• Recorded data
------------------------------------

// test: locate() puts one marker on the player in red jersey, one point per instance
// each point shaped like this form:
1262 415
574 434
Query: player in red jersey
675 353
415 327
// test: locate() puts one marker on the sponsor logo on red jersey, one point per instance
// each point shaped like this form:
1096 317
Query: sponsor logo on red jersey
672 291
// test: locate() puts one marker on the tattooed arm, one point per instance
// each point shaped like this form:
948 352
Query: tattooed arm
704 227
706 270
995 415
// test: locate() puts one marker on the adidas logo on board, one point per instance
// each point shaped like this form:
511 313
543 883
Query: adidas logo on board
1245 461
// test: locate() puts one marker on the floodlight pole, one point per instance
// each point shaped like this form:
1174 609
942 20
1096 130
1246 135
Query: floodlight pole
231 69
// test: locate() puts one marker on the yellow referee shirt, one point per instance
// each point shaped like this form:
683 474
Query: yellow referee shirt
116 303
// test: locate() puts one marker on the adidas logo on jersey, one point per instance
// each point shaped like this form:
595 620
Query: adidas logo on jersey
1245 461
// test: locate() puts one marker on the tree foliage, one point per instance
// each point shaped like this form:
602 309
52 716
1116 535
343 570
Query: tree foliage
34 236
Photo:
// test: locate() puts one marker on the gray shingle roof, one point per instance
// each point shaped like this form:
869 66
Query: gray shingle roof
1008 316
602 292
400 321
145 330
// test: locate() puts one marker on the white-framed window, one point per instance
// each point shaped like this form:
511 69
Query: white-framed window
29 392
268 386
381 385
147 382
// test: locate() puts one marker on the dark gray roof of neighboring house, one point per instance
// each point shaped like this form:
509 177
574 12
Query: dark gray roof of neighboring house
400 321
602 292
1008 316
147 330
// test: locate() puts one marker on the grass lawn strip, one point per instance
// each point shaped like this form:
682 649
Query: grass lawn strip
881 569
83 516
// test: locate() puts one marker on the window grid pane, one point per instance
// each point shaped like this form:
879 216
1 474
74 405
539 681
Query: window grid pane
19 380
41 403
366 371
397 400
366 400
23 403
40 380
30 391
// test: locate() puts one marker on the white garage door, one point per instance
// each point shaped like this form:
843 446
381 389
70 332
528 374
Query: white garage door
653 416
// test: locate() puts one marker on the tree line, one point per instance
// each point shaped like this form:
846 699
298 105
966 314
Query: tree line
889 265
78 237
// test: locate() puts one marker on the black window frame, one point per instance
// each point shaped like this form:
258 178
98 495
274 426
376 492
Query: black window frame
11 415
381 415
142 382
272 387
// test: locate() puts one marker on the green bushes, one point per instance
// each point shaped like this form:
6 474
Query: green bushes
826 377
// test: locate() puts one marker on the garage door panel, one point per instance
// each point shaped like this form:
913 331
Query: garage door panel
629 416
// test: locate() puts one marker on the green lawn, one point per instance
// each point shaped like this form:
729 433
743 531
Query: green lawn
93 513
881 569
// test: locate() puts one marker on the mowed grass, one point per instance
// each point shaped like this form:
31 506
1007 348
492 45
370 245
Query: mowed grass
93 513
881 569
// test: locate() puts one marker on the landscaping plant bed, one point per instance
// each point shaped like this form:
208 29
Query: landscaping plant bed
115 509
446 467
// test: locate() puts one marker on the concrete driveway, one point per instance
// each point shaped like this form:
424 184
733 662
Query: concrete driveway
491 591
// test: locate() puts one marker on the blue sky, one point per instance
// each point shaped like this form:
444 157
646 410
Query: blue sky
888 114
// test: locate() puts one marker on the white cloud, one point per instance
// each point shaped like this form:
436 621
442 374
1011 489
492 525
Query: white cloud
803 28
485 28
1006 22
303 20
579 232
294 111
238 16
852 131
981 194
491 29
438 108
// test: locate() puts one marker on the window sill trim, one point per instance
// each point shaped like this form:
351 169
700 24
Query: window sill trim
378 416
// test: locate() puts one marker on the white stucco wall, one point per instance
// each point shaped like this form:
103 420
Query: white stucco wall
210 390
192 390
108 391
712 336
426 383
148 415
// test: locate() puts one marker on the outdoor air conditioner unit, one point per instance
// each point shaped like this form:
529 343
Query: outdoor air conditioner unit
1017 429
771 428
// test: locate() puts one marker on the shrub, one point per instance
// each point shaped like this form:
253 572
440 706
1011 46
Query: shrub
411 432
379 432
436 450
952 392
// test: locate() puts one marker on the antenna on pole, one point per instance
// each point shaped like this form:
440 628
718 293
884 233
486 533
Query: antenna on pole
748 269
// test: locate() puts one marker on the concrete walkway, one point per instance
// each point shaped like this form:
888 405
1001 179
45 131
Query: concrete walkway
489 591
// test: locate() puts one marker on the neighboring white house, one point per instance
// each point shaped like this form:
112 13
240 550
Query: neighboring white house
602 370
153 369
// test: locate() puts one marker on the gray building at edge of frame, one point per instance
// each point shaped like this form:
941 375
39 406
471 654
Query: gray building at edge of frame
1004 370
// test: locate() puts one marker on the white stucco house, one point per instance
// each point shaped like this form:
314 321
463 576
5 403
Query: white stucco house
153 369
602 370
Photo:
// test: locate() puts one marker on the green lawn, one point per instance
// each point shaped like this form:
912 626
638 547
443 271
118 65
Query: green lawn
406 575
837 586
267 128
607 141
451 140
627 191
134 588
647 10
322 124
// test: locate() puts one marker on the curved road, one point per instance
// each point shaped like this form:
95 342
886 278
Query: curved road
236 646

------------------------------------

• Prompt
Write out only what runs from the line holding "white house, one point per instance" through the last line of the records, exactly as shown.

• Result below
// test: locate() puts one marker on the neighboring white house, one point per instance
// each point shaped like this form:
112 13
240 550
Query: neighboring white house
602 370
153 369
// test: locate() puts one marker on the gray building at edge of frame, one point per instance
// each point shaped like this form:
941 375
39 406
471 654
Query: gray building at edge of frame
1004 370
// test: locate() puts one marker on the white stucco house, one point per instance
// each point shaped like this form:
314 321
463 576
5 403
Query: white stucco house
153 369
602 370
Photo:
// test: locate() puts one marker on the green lawn, one point per instance
// each point shaped like this form:
912 626
638 547
443 271
118 65
Query: green lawn
406 575
837 586
267 128
607 141
451 140
627 191
134 588
647 10
322 124
// test: locate() puts one marker on the curved road, one point per instance
// each point shaped like this form:
95 342
886 278
Query: curved road
236 646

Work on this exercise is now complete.